BEGIN
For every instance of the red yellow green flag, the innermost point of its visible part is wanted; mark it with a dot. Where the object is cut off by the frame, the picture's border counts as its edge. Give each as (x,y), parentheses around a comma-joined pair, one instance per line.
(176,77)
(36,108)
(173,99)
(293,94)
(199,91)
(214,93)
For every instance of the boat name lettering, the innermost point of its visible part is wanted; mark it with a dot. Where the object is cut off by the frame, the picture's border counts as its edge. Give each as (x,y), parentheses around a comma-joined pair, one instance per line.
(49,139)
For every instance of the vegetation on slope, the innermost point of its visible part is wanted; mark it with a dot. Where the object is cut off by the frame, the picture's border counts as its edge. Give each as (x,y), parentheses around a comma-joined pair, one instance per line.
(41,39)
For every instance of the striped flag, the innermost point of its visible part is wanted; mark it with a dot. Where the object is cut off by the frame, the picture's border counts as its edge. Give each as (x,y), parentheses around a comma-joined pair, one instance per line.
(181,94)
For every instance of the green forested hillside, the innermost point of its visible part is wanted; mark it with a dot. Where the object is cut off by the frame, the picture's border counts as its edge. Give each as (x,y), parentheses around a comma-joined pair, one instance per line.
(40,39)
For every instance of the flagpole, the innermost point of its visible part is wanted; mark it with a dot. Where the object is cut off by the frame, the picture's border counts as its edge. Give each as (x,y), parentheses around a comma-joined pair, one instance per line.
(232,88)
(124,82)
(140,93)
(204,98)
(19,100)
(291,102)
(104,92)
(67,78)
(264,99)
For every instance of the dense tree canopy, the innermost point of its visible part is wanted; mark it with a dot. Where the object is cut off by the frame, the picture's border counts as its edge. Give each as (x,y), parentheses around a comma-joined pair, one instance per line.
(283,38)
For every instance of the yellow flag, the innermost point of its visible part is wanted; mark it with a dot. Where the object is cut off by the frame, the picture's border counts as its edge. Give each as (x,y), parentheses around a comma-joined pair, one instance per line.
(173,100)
END
◆ **YOUR TASK**: Nothing in the material may be left out; write it all out verbatim.

◆ **ANSWER TO THE EXERCISE**:
For every instance of the red yellow green flag, the innermost point of its visible part is wanted; mark it with a dot. Where the object is cut off by the frame, the picture's border counts as its edge. Give each as (x,y), parentheses around a comma-joined pair, one instance per line.
(176,77)
(36,108)
(173,99)
(293,94)
(199,91)
(214,93)
For every instance of the boat name lettering, the innermost point of its visible part is wanted; mark it with a dot. Where the object is cut off by the frame, the picture's border counts as its edge. Give each as (x,y), parentheses around a comma-joined pair, one instance per line.
(49,139)
For every instance of the vegetation on slope, the innermost point of its visible part is wanted; mark it with a dot. Where the object is cut off by the frame, the picture's border counts as its edge. Give each as (x,y), parentheses around a comma-joined pair, one instance per line.
(41,39)
For every instance of the striped flag, the innermost point of its visible part is wanted; mark it with a dot. Where the object is cut off by the frame, the picture's border counts as its edge. Give each as (x,y), parentheses around a comma-joined pair, one instance per line.
(181,94)
For every instance of the green forested hillside, the innermost point of its visible part is wanted; mark it with a dot. Where the object is cut off by the frame, the picture's border counts as its edge. Give each as (x,y), parentheses around a comma-joined pair, one instance per line.
(40,39)
For every instance of the flagpole, the innermost point of its visible part is wanted; mark it with a dot. Where the object is cut off by the frame, the picture's border counts as its edge. Give each as (x,y), parentheses around a comma-joined pair, one instance per line.
(232,88)
(124,82)
(140,93)
(204,98)
(19,100)
(291,102)
(104,92)
(67,78)
(264,99)
For every instance of the dense tree canopy, the innermost point of its visible part is wanted; mark it with a dot. Where the object is cut off by the frame, the picture's border counts as its edge. Give each as (x,y), parentheses around a comma-joined pair, one instance per line.
(283,38)
For every instance of the yellow flag, the innermost point of its visible part is wanted; mark it with a dot. Where the object is cut off by the frame, the picture's border counts as its edge. Give each as (x,y), parentheses around a comma-joined pair, one instance per line.
(173,100)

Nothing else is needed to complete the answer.